__SET EXERCISE__:
Arrange each line of the data below as a JSON list of strings, one string per line, and leave out the blank lines.

[Data lines]
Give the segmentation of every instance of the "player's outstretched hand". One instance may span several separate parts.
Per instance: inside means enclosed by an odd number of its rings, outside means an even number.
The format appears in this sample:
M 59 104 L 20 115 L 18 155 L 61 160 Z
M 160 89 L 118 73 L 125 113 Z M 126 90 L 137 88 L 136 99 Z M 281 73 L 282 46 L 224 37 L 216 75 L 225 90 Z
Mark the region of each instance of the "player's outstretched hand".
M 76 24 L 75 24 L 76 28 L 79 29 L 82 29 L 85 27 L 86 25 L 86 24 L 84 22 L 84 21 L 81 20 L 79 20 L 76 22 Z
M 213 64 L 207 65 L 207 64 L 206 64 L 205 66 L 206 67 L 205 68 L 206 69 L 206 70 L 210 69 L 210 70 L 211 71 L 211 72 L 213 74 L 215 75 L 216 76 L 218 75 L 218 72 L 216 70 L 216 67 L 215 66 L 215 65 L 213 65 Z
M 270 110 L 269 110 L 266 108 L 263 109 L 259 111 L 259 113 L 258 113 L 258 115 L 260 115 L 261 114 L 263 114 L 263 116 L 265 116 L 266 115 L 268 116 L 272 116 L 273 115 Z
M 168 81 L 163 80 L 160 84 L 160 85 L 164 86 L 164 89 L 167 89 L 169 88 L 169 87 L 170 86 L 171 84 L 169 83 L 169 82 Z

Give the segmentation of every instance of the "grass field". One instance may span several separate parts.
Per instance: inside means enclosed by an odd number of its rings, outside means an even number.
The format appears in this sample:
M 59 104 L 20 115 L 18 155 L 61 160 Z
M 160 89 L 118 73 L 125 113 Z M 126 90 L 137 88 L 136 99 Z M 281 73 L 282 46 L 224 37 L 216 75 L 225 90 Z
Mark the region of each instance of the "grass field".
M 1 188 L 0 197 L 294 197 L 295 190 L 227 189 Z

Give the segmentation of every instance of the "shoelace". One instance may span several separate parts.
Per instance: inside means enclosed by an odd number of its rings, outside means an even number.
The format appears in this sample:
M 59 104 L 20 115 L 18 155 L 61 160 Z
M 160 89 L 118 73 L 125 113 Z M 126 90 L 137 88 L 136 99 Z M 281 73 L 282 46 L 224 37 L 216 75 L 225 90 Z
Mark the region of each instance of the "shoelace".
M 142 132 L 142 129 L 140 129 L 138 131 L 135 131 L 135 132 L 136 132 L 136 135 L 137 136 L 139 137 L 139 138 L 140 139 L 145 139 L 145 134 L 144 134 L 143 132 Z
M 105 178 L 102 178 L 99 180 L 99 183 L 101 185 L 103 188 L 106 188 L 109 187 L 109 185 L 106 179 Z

__SOLUTION TO THE EXERCISE__:
[
  "Give the segmentation of every instance of the \"player's outstretched hand\". One instance may span several separate parts.",
  "Per instance: inside means enclosed by an odd number of its rings, outside means an even number.",
  "The format appears in this sample:",
  "M 59 104 L 20 115 L 18 155 L 61 160 Z",
  "M 160 89 L 118 73 L 125 113 Z M 126 90 L 137 88 L 136 99 Z M 281 73 L 282 46 L 224 37 L 216 75 L 225 90 Z",
  "Mark the region of each instance of the \"player's outstretched hand\".",
  "M 76 24 L 75 24 L 76 28 L 79 29 L 82 29 L 85 27 L 86 25 L 86 24 L 84 22 L 84 21 L 81 20 L 79 20 L 76 22 Z",
  "M 213 64 L 207 65 L 207 64 L 206 64 L 205 66 L 206 67 L 205 68 L 206 69 L 206 70 L 210 69 L 210 70 L 211 71 L 211 72 L 213 74 L 215 75 L 216 76 L 218 75 L 218 72 L 216 70 L 216 67 L 215 66 L 215 65 L 213 65 Z",
  "M 270 110 L 269 110 L 266 108 L 263 109 L 259 111 L 259 113 L 258 113 L 258 115 L 260 115 L 261 114 L 263 114 L 263 116 L 265 116 L 266 115 L 268 116 L 272 116 L 273 115 Z",
  "M 168 81 L 163 80 L 160 84 L 160 85 L 164 86 L 164 89 L 167 89 L 169 88 L 169 87 L 170 86 L 171 84 L 169 83 L 169 82 Z",
  "Give the segmentation of every instance of the \"grass field\". One instance may span several separate parts.",
  "Per instance: inside means enclosed by an odd number of its rings, outside means an even number.",
  "The format appears in this sample:",
  "M 59 104 L 20 115 L 18 155 L 61 160 Z",
  "M 160 89 L 118 73 L 125 113 Z M 126 90 L 137 88 L 136 99 Z M 281 73 L 282 46 L 224 37 L 216 75 L 225 90 Z",
  "Mark the region of each instance of the \"grass field\".",
  "M 1 188 L 0 197 L 294 197 L 295 190 L 227 189 Z",
  "Give the segmentation of every instance of the \"shoelace\". One instance may span several separate parts.",
  "Per instance: inside means enclosed by an odd number of its rings, outside means an even number.",
  "The format appears in this sample:",
  "M 59 104 L 20 115 L 18 155 L 61 160 Z",
  "M 160 89 L 118 73 L 125 113 Z M 126 90 L 137 88 L 136 99 Z M 281 73 L 282 46 L 224 37 L 216 75 L 225 90 Z",
  "Mark the region of each instance of the \"shoelace\".",
  "M 142 132 L 142 129 L 140 129 L 138 131 L 135 131 L 135 132 L 136 132 L 136 135 L 137 136 L 139 137 L 139 138 L 140 139 L 145 139 L 145 134 L 144 134 L 143 132 Z",
  "M 105 178 L 102 178 L 99 180 L 99 183 L 101 185 L 103 188 L 106 188 L 109 187 L 109 185 L 106 179 Z"
]